SELECTED TEXT
Begin

Kilmar Abrego Garcia, the Maryland man whose deportation to an infamous prison in El Salvador made his story a flashpoint in President Donald Trump's immigration policy, faces human trafficking charges after hewas returned to the United States, Attorney General Pam Bondi said.
Abrego Garcia made more than 100 trips to move illegal immigrants across the United States, Bondi said.
"Thousands of illegal aliens were smuggled," she said.
Abrego Garcia "traded the innocence of minor children for profit," Bondi said.
Abrego Garcia was indicted on two charges of unlawful transport of undocumented immigrants for financial gain.
The indictment alleges Abrego Garcia also transported narcotics on more than 100 trips between Texas and Maryland. He also smuggled minors, court documents allege.
'Abrego Garcia… transported undocumented aliens in an unsafe manner, including using reconfigured vehicles with after-market unattached seating rows, and they transported children on the floorboards of vehicles in order to maximize profits,' the indictment alleges.
-Nick Penzenstadler
Abrego Garcia was sent to El Salvador's CECOT mega prison on March 15 in a move officials would later call an administrative "error." A 2019 court order barred his deportation to his native country due to security concerns.
Abrego Garcia will face federal human trafficking charges after a two-count indictment was filled in Tennessee in May.

End

PROBLEMS
1. Say whether each statement agrees with the article, answering yes or no and quoting the deciding words: (a) Abrego Garcia was sent to the CECOT prison on March 15. (b) The indictment against Abrego Garcia lists three charges. (c) A 2019 court order barred Abrego Garcia's deportation to his native country.
2. Reproduce the article from "Abrego Garcia was indicted" up to and including "court documents allege.".

Saved items from a collection:

Begin

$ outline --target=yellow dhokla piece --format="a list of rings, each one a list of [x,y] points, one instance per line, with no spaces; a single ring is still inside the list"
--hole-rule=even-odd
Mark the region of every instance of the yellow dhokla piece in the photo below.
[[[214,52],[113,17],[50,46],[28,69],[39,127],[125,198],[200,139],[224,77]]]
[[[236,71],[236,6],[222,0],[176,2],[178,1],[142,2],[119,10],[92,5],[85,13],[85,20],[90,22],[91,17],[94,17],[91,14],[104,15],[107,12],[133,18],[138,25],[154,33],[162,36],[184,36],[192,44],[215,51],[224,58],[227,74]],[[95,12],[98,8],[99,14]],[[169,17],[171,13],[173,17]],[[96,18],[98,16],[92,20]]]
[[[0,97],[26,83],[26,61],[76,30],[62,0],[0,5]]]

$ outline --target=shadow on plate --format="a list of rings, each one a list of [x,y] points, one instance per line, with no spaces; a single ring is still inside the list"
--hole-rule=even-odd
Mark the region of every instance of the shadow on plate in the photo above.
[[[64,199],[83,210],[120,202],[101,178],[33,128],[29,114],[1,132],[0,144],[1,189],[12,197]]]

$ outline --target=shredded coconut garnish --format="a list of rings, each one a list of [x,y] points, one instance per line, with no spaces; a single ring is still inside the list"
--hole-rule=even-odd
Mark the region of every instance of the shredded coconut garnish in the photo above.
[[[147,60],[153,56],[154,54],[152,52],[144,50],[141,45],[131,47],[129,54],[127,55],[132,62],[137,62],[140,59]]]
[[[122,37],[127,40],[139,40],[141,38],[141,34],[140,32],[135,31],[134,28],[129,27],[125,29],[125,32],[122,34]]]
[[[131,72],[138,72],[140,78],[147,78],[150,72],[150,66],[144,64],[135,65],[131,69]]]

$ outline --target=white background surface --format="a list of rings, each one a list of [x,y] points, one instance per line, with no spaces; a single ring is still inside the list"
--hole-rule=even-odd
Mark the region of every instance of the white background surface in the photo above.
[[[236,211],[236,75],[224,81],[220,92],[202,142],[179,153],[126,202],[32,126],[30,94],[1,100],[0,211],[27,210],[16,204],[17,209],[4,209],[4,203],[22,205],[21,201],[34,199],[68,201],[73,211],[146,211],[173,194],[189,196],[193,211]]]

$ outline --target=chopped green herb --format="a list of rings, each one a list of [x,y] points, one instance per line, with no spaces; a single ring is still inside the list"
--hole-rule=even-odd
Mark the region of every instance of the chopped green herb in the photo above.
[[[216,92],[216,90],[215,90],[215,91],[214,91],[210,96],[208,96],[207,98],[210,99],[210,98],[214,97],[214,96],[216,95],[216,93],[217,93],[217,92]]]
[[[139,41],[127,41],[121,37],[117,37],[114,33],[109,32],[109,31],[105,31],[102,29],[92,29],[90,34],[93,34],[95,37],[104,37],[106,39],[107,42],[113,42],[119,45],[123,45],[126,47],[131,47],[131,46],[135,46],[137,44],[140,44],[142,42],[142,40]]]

End
Begin

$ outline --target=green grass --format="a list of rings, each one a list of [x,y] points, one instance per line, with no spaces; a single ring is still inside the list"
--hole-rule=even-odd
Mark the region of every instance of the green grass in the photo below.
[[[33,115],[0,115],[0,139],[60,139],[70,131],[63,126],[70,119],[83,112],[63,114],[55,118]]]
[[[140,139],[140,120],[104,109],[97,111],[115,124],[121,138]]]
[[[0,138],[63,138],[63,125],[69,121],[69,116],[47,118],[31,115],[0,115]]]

End
Begin

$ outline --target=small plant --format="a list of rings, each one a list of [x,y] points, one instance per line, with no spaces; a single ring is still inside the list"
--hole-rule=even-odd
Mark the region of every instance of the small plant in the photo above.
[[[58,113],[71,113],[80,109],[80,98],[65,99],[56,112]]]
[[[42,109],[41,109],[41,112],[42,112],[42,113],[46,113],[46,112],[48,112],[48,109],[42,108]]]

End

SOLUTIONS FOR EACH TASK
1.
(a) Yes: "Abrego Garcia was sent to El Salvador's CECOT mega prison on March 15"
(b) No: "Abrego Garcia was indicted on two charges of unlawful transport of undocumented immigrants for financial gain."
(c) Yes: "A 2019 court order barred his deportation to his native country due to security concerns."

2.
Abrego Garcia was indicted on two charges of unlawful transport of undocumented immigrants for financial gain.
The indictment alleges Abrego Garcia also transported narcotics on more than 100 trips between Texas and Maryland. He also smuggled minors, court documents allege.